[[ Material supplied open ]]

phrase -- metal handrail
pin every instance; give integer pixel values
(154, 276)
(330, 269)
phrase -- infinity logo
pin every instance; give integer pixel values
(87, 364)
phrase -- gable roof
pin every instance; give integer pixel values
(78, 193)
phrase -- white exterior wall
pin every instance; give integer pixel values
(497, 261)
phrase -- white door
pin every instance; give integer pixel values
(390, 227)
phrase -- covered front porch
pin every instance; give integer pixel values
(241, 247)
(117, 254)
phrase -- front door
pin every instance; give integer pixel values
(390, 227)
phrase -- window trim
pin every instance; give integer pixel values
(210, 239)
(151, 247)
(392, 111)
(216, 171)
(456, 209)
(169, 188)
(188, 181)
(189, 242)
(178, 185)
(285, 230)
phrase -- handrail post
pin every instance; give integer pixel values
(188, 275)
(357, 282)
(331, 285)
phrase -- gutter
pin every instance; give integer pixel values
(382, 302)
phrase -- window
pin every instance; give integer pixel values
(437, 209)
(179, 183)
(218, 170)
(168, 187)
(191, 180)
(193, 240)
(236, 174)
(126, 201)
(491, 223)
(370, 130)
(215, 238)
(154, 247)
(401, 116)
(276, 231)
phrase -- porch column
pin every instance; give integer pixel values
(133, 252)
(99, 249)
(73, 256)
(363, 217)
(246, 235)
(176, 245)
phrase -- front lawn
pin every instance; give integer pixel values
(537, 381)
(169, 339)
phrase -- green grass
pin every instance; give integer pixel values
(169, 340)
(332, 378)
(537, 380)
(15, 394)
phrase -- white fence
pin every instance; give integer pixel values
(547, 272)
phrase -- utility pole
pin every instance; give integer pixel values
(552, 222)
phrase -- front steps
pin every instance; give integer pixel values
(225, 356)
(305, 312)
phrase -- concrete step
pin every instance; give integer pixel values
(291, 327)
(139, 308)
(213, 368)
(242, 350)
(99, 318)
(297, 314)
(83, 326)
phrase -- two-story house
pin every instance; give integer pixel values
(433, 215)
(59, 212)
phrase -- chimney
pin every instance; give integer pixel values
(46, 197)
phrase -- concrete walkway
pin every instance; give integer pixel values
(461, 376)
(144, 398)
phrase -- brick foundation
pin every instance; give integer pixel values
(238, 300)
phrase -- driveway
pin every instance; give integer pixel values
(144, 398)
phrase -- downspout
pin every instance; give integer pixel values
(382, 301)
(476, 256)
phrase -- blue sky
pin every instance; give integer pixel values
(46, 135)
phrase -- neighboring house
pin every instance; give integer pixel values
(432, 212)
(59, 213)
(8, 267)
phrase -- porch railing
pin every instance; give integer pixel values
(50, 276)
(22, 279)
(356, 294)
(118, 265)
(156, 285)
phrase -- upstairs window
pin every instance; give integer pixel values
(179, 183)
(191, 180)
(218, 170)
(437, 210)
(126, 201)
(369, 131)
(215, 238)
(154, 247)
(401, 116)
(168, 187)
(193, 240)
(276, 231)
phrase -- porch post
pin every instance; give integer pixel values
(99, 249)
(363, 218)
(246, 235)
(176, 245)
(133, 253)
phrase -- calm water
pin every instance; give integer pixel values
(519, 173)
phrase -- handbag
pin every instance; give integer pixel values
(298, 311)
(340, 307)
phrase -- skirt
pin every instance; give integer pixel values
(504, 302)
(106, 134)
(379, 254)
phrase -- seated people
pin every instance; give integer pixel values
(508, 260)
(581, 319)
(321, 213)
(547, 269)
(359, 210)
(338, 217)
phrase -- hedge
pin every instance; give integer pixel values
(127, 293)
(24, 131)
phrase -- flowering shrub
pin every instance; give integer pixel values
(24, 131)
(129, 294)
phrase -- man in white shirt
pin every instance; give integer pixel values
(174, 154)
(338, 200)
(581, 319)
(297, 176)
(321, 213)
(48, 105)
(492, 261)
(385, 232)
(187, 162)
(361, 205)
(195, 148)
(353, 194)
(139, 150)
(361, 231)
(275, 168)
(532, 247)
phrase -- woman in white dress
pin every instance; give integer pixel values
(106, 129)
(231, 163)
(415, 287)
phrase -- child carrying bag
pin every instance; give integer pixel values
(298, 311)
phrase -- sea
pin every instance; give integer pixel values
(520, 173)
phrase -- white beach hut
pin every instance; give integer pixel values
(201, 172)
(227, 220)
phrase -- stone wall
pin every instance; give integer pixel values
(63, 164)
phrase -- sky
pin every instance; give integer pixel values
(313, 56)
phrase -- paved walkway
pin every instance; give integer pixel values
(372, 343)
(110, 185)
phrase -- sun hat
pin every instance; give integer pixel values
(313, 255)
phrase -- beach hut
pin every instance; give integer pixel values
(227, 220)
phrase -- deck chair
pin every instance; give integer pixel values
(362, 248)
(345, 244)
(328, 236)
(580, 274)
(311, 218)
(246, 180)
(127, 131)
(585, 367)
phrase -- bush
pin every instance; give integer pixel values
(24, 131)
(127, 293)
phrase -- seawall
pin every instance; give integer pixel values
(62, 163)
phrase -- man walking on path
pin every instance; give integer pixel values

[[ Material supplied closed ]]

=== Required work ===
Each line of the records above should be copied exactly.

=== Solution to the problem ===
phrase -- metal handrail
pin every instance; give integer pixel values
(154, 276)
(330, 269)
phrase -- infinity logo
pin every instance; give integer pixel values
(87, 364)
phrase -- gable roof
pin every instance; give integer pixel values
(78, 193)
phrase -- white exterior wall
pin every instance; give integer pixel values
(497, 261)
phrase -- white door
pin every instance; give integer pixel values
(390, 227)
phrase -- covered front porch
pin every instance; give integer pixel values
(241, 247)
(117, 254)
phrase -- front door
pin every instance; give integer pixel values
(390, 227)
phrase -- window trim
pin every instance; give integer pixel values
(210, 239)
(151, 247)
(392, 111)
(216, 171)
(456, 209)
(169, 188)
(188, 181)
(189, 242)
(178, 185)
(285, 230)
phrase -- handrail post
pin every instance; give integer pixel values
(188, 275)
(357, 282)
(331, 285)
phrase -- gutter
pin every instance; give integer pixel values
(382, 302)
phrase -- window
pin every instance; give integer pixel values
(437, 209)
(179, 183)
(218, 170)
(168, 187)
(191, 180)
(193, 240)
(236, 174)
(126, 201)
(491, 223)
(370, 130)
(215, 238)
(154, 247)
(401, 116)
(276, 231)
phrase -- porch column
pin every instance; give integer pixel values
(133, 252)
(99, 249)
(73, 256)
(363, 217)
(246, 235)
(176, 245)
phrase -- front lawn
pin every instance; give integer pixel values
(537, 381)
(169, 339)
phrase -- green grass
pin every instance; give integer pixel values
(169, 340)
(332, 378)
(537, 380)
(15, 394)
phrase -- white fence
pin every instance; give integer pixel values
(547, 272)
phrase -- utility pole
pin every instance; give integer pixel values
(552, 222)
phrase -- front steps
pin every instance; give integer pixel values
(225, 356)
(305, 312)
phrase -- concrete step
pin every instance; give integer pixel values
(291, 327)
(139, 308)
(213, 368)
(242, 350)
(99, 318)
(297, 314)
(83, 326)
phrase -- two-story house
pin every instance; give integer pixel values
(433, 215)
(59, 212)
phrase -- chimney
pin every instance; give integer pixel values
(46, 197)
phrase -- concrete walkway
pin every instance; give integer pixel values
(461, 376)
(144, 398)
phrase -- brick foundation
pin every instance; give integer pixel values
(238, 300)
phrase -- driveway
pin every instance; give integer pixel values
(144, 398)
phrase -- downspout
pin every instance; give integer pixel values
(382, 301)
(476, 256)
phrase -- blue sky
pin every instance; give integer pixel values
(46, 135)
phrase -- neighboring house
pin every instance; give integer pixel values
(432, 212)
(59, 213)
(8, 267)
phrase -- porch railing
pin every instance; give integer pixel values
(50, 276)
(22, 279)
(356, 294)
(118, 265)
(156, 285)
phrase -- upstairs window
pin every instance; give integer pixel values
(179, 183)
(191, 180)
(218, 170)
(437, 210)
(126, 201)
(369, 131)
(215, 238)
(154, 247)
(401, 116)
(168, 187)
(193, 240)
(276, 231)
phrase -- porch post
pin every instance; give integer pixel values
(99, 249)
(363, 218)
(246, 235)
(176, 245)
(133, 253)
phrase -- calm water
pin every instance; give integer pixel values
(519, 173)
phrase -- handbag
pin every instance; give integer pixel values
(298, 311)
(340, 307)
phrase -- skirt
pin every instance; give integer pixel values
(504, 302)
(106, 134)
(379, 254)
phrase -- seated people
pin every instance; give integer pixel values
(508, 260)
(581, 319)
(321, 213)
(547, 269)
(359, 210)
(338, 217)
phrase -- hedge
pin every instance; give integer pixel values
(127, 293)
(24, 131)
phrase -- flowering shrub
pin every instance; give integer pixel values
(24, 131)
(129, 294)
phrase -- man in white shirt
pin every instance; give integer pixel values
(174, 154)
(338, 200)
(581, 319)
(297, 176)
(321, 213)
(48, 105)
(492, 261)
(385, 232)
(187, 162)
(361, 205)
(195, 148)
(353, 194)
(139, 150)
(361, 231)
(275, 168)
(532, 247)
phrase -- woman in white dress
pin every instance; give integer pixel values
(106, 129)
(231, 163)
(415, 287)
phrase -- child carrying bag
pin every instance; give integer pixel values
(298, 311)
phrase -- sea
pin every instance; give integer pixel values
(520, 173)
phrase -- white beach hut
pin every instance; give integer pixel values
(201, 172)
(227, 220)
phrase -- stone wall
pin every instance; give integer pixel values
(63, 164)
phrase -- sky
pin every instance; give integer pixel values
(313, 56)
phrase -- paved walkway
pin every instance; give integer pixel values
(372, 343)
(110, 185)
phrase -- sun hat
pin every instance; give integer pixel values
(313, 255)
phrase -- beach hut
pin every instance; give integer pixel values
(227, 220)
phrase -- deck chair
pin every instance; give integer pixel values
(362, 248)
(345, 244)
(328, 236)
(580, 274)
(311, 218)
(246, 180)
(127, 131)
(585, 367)
phrase -- bush
pin every instance; give integer pixel values
(24, 131)
(127, 293)
phrase -- seawall
pin every instance; give integer pixel values
(62, 163)
phrase -- man walking on path
pin every instance; give integer pixel values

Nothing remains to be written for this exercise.